### УСЛОВИЕ ЗАДАЧИ
Выведите без изменений отрывок из воспоминаний о футболе от «Круг замкнулся, как» до «жизнь в спорте.».

### ФРАГМЕНТ ИСТОЧНИКА
******************************
Шрифт:
В сезоне шестьдесят девятого года я сыграл, кажется, одиннадцать игр всего. После серьезной травмы — порвал ахиллесово сухожилие — не играл почти до середины следующего сезона.
Но неудачи мои не с травмы начались.
«Ахилл» я порвал, выступая за дубль.
Впервые за все время, проведенное в большом футболе, я перестал быть основным игроком.
Круг замкнулся, как это бывает, — мы возвращаемся к тому, с чего начинали. С той лишь разницей, что тогда впереди целая жизнь…
Сезон в футболе — это больше, чем обычный год. В один сезон может войти событий побольше, чем за всю предшествующую или оставшуюся жизнь в спорте.
Когда заканчиваешь играть, когда положение твое неопределенно, тянется, тянется скучный день на сборах, где ты уже никому не нужен, удивляешься вдруг: как же оно быстро все прошло. Прошла жизнь, которую больше уже не повторить. Дни теперь будут совсем другим для тебя измерены. И другая жизнь из них, возможно, сложится.
Вначале, когда все у тебя пошло, от игры к игре двигаешься гигантскими шагами, со всех сторон вдруг стало тебя видно, а ты больше не робеешь, ты уже знаешь — проведешь следующую игру на должном уровне, значит, и дальше все будет соответственно. И настраиваешь себя на игру.
Но ведь и в ситуации, когда отношение к тебе на глазах изменилось, когда все в другую уже сторону поехало, все равно не веришь, что жизнь твоя окончательно повернулась. Понимал, когда подобное с другими происходило, а когда с тобой случилось — не хочешь верить. Думаешь: не может этого быть. Чтобы так сразу…
Сейчас, когда смотришь на те события и на себя тогдашнего, немного удивляешься: как это я безропотно согласился за дубль играть? Мне игра за дубль ничего не могла прибавить. Наоборот, расхолаживала.
Сердился ли я на Кузьму? Мне теперь кажется, что нет, не сердился. Растерялся я тогда, что ли, от такого поворота событий? Не могу сейчас понять. Мне потом говорили, что я неправильно себя вел. По отношению к тому же Иванову. Что я его чуть ли не демонстративно сторонился. Держался людей, ничего в ту пору не решавших в команде… Да никого я и не держался. Сам с собою оставался. Наедине. Но на людях зачем же показывать свою тоску? Тоска тем более была неясная Я, как припоминаю, думал тогда: ну, пусть скажут прямо, что не нужен, я тогда уйду со спокойной душой, еще сыграю за тех, кому пригожусь. Я не сердился на Кузьму, правда, нет. Но удивлялся, что он никаких шагов мне навстречу сделать не хочет… Ему же как тренеру это и легче, и удобнее. А он, оказывается, тоже удивлялся: почему я к нему не подойду, не поговорю?
******************************
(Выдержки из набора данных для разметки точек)
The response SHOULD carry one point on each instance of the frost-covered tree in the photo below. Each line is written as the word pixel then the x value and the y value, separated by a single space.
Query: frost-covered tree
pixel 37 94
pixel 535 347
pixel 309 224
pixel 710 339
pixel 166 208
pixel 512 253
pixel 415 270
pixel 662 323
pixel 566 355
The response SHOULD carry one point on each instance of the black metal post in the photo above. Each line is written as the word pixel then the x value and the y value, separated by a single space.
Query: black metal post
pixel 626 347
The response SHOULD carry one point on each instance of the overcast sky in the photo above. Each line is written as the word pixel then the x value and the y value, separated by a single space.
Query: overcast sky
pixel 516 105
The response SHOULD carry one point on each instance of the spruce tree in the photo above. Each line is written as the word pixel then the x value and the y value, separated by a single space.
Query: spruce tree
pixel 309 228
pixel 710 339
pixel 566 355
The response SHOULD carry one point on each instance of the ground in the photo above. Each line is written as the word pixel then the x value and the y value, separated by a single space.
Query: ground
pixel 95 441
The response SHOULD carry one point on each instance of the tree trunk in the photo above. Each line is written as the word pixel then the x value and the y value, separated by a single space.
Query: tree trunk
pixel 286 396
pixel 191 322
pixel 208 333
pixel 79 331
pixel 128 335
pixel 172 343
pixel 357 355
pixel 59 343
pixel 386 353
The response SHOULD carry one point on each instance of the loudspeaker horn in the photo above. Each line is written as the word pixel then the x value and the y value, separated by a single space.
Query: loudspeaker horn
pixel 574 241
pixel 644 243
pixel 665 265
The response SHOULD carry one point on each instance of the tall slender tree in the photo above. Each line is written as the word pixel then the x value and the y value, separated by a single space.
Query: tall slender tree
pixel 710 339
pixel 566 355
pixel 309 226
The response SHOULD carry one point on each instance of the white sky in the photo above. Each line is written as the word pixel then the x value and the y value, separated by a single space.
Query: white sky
******************************
### ГОТОВЫЙ ОТВЕТ
Круг замкнулся, как это бывает, — мы возвращаемся к тому, с чего начинали. С той лишь разницей, что тогда впереди целая жизнь…
Сезон в футболе — это больше, чем обычный год. В один сезон может войти событий побольше, чем за всю предшествующую или оставшуюся жизнь в спорте.